• _Requirement_: The expected result is the segment of the entries that begins with the line containing "Target: shovel with wooden handle" and ends with the last line, copied verbatim.

----

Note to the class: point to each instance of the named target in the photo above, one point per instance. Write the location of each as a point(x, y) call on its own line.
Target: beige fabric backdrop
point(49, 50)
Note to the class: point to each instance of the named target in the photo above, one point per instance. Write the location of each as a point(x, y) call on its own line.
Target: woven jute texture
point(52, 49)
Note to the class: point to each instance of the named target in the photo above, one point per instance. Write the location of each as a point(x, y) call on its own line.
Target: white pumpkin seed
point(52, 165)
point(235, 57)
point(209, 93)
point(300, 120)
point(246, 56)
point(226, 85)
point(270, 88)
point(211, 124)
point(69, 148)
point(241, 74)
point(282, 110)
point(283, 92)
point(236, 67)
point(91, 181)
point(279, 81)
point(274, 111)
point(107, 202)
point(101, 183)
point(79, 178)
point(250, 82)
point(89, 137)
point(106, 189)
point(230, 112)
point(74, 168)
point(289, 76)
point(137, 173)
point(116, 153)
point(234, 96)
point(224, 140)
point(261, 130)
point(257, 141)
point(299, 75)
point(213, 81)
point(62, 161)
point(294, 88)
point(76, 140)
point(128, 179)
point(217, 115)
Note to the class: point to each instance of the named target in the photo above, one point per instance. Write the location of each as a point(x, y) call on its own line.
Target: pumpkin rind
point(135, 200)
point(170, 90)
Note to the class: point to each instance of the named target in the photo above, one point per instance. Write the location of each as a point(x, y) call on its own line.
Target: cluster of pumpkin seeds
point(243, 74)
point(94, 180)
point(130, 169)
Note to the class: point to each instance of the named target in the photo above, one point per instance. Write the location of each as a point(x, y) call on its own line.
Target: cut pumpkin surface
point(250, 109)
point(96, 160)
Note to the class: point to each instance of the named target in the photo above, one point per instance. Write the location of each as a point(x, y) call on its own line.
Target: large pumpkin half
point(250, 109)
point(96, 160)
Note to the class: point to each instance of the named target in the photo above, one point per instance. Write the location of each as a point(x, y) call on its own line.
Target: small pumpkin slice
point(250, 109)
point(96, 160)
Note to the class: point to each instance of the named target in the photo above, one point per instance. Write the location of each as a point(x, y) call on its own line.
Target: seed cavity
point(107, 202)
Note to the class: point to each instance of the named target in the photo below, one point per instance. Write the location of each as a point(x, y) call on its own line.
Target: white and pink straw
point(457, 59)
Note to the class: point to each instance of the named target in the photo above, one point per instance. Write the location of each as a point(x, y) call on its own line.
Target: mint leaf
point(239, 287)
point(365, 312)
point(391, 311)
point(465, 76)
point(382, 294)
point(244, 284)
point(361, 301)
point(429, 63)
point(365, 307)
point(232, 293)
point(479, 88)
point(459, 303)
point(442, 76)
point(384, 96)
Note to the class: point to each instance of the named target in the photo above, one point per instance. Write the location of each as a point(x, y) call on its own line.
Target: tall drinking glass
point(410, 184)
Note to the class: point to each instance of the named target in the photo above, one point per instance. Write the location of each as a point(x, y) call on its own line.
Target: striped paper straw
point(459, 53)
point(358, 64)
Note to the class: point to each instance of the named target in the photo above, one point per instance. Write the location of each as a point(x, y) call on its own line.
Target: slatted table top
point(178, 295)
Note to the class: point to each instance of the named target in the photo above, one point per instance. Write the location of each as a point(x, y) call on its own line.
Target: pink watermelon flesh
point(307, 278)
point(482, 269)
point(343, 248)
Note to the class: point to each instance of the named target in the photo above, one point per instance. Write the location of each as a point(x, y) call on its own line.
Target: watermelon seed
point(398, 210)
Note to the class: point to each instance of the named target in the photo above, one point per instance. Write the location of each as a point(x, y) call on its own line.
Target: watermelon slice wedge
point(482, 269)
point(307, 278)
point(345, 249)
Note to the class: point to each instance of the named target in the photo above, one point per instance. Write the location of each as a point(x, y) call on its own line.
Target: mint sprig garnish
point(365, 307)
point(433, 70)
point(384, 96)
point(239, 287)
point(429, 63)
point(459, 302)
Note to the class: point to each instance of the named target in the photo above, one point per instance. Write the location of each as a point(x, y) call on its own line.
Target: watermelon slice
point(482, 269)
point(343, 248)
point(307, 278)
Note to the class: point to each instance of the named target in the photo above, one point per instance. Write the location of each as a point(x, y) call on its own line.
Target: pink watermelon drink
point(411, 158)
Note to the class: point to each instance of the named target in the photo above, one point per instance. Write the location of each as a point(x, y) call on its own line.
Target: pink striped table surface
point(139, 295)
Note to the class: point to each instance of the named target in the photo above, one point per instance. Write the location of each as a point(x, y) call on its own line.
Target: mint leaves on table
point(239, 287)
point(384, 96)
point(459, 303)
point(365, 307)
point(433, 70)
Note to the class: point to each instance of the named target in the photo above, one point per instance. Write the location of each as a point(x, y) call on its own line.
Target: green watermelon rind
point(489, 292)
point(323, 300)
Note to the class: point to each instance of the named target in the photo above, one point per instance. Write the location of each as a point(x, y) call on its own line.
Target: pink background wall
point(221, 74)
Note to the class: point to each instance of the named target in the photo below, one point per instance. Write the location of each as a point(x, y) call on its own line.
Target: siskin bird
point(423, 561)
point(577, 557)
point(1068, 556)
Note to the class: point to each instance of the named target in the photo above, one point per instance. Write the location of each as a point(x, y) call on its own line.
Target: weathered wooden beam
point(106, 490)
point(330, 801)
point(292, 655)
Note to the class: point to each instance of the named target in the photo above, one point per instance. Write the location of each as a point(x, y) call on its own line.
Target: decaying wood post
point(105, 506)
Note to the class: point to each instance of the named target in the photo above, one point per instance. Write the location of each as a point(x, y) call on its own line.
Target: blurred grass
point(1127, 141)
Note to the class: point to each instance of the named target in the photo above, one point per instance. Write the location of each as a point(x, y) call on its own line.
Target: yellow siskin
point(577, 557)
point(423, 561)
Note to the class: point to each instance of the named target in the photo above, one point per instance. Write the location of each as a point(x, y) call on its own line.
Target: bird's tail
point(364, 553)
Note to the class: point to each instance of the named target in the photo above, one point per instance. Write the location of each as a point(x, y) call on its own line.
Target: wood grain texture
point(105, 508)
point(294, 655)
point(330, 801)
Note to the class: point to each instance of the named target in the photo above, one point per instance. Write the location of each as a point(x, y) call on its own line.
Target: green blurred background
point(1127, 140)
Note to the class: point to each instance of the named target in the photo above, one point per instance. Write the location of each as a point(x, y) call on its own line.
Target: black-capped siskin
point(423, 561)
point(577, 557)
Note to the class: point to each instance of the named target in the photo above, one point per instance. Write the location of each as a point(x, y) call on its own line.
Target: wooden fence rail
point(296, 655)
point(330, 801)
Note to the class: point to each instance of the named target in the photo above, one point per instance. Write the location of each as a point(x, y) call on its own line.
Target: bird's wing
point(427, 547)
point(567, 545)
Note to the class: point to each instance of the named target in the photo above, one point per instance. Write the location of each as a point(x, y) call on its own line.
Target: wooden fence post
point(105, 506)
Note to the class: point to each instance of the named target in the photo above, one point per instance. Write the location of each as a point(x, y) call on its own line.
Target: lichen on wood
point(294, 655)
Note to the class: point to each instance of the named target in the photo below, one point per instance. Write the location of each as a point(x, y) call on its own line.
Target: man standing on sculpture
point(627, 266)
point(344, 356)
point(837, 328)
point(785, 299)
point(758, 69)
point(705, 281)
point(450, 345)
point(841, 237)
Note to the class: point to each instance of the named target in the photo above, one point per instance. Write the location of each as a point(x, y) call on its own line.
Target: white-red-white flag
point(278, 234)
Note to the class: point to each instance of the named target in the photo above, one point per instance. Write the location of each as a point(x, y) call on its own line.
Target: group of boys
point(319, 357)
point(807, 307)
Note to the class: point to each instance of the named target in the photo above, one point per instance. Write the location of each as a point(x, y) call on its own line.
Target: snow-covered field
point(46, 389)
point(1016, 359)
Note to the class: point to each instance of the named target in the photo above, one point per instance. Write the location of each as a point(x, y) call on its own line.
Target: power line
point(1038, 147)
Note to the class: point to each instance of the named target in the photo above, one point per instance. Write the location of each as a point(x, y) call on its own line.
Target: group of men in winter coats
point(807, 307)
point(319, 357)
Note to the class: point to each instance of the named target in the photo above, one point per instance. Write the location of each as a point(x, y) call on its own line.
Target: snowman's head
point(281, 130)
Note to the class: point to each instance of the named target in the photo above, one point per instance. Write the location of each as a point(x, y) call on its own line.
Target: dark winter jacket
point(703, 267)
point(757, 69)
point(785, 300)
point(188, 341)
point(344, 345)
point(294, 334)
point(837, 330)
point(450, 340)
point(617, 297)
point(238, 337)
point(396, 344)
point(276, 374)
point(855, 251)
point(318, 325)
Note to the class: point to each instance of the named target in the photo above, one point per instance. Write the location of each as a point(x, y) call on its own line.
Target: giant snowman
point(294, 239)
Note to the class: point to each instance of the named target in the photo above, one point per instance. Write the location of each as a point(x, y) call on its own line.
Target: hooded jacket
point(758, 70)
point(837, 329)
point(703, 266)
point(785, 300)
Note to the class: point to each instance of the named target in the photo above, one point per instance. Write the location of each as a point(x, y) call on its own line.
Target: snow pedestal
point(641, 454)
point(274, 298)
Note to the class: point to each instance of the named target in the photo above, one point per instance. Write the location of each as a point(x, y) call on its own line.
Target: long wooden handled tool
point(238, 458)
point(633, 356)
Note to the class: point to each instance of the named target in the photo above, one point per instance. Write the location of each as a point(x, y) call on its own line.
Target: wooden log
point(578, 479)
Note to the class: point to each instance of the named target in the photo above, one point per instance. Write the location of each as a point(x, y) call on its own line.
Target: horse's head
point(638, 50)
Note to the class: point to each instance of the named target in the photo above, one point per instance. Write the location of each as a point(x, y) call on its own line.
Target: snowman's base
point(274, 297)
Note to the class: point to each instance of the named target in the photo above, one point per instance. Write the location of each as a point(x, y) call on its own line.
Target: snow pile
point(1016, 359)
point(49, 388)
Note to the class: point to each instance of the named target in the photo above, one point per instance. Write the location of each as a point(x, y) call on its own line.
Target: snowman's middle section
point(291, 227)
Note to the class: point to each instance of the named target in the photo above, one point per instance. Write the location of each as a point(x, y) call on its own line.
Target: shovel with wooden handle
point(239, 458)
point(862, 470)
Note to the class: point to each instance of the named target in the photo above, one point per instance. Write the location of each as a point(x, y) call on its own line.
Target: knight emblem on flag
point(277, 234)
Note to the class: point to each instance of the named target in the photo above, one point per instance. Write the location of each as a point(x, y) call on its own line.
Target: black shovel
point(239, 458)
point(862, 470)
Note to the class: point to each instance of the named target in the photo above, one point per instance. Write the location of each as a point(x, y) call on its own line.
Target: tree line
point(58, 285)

----

• _Solution_:
Target: shovel with wooden handle
point(239, 458)
point(862, 470)
Note to the class: point to each instance of the named target in the photo above, one point per instance. Write the location of each as a point(x, y) call on its own line.
Target: knight emblem on flag
point(277, 234)
Note to the class: point to each instance of the named target in the photo above, one point per instance. Write the location of each as a point(x, y) call on its own line.
Target: black shovel
point(239, 458)
point(862, 470)
Note to the class: point to each instance of the named target in the photo above, one point per instance. Write the location of each as a point(x, y) call on its own line.
Target: tree line
point(58, 285)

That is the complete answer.